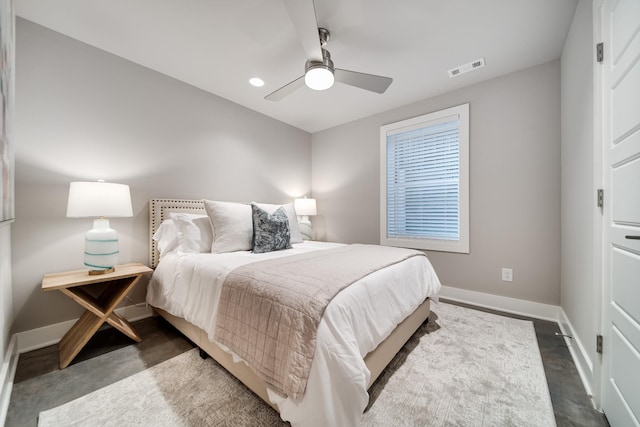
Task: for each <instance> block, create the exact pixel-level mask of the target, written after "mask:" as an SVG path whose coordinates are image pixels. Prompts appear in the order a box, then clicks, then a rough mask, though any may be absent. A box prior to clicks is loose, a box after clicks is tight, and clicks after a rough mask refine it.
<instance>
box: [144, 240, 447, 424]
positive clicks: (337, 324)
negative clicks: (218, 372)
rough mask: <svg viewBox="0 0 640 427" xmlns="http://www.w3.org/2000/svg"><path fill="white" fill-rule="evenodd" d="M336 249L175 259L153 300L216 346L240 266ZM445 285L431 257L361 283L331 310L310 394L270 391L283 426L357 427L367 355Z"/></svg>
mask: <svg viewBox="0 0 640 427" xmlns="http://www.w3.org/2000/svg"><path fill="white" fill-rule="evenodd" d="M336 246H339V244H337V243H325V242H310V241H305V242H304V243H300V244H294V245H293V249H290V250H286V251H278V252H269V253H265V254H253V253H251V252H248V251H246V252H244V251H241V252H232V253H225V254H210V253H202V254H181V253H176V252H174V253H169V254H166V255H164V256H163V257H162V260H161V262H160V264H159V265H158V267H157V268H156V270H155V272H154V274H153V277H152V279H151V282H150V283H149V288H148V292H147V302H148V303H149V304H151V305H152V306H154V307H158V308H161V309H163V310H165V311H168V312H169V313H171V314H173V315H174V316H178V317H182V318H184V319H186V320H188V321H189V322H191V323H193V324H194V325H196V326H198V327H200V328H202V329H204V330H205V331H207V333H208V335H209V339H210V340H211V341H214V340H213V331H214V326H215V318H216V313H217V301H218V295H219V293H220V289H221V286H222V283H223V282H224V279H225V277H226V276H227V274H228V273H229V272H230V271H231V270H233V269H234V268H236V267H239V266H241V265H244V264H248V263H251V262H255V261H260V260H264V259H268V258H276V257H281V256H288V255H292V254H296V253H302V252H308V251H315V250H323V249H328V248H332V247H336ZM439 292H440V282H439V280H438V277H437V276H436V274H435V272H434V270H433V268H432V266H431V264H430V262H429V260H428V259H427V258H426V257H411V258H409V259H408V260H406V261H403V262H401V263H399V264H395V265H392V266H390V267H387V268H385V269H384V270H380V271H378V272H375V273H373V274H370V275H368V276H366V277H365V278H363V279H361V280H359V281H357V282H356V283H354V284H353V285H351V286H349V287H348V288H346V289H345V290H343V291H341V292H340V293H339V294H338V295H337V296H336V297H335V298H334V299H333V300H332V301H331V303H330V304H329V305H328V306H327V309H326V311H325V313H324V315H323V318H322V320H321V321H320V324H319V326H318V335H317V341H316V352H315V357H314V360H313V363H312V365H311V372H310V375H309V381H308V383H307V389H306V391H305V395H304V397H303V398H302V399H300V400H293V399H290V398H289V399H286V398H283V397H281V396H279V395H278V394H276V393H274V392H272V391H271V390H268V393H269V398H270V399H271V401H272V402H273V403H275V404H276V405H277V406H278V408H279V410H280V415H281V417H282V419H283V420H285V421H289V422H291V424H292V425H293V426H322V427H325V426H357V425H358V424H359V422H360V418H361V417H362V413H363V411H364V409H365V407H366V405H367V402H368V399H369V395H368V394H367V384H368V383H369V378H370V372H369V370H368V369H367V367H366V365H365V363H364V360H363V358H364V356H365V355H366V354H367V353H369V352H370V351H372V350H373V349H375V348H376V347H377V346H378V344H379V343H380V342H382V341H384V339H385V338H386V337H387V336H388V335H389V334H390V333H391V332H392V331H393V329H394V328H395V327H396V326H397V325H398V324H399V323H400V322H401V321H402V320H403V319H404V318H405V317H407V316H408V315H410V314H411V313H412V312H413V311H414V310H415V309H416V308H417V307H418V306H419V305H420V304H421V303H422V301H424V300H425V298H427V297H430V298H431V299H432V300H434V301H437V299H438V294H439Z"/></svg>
==
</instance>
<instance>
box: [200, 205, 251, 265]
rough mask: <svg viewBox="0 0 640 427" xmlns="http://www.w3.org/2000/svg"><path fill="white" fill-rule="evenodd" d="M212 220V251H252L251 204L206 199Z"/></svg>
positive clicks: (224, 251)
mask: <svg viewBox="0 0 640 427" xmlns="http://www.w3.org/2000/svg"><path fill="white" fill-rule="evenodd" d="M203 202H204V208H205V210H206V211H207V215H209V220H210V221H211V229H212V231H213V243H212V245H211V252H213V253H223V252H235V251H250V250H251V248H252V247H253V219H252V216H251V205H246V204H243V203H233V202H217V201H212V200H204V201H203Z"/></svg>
---
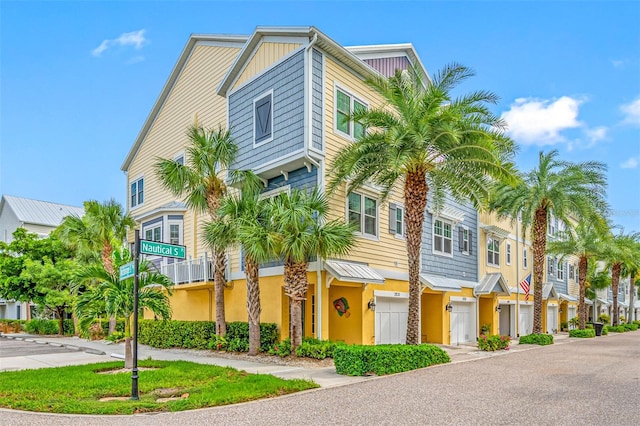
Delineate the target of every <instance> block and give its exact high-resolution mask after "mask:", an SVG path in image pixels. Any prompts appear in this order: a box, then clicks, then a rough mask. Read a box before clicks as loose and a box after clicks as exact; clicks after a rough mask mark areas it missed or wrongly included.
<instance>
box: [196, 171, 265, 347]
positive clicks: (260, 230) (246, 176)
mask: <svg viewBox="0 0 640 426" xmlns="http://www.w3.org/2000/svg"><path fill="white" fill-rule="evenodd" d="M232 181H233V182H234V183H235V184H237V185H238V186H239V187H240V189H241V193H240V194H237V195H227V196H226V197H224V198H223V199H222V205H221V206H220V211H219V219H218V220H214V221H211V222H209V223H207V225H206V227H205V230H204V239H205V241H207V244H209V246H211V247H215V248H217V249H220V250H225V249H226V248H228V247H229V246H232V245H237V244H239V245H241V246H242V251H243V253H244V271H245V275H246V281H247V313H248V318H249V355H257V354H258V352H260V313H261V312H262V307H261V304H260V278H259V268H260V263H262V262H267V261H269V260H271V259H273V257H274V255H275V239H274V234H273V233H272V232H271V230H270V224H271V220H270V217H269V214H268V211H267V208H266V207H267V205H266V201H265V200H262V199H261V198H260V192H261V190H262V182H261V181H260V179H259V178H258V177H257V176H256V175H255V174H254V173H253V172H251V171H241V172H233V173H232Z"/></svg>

> About this task: The lines above, starting at the one with "Task: for each" and ending at the one with "negative clicks: (218, 372)", are the only ones to return, exactly as written.

> Output of the task:
Task: for each <instance> block, create the exact pixel-level mask of the target, written after "mask:" as an SVG path whose coordinates are image pixels. Prompts appear in the order a box, then clicks, then a rough mask, though any may be absent. A box prior to clicks is loose, a box after clicks is tight, and clicks after a rough mask refine it.
<instance>
box: [144, 240, 447, 424]
positive clicks: (337, 324)
negative clicks: (218, 372)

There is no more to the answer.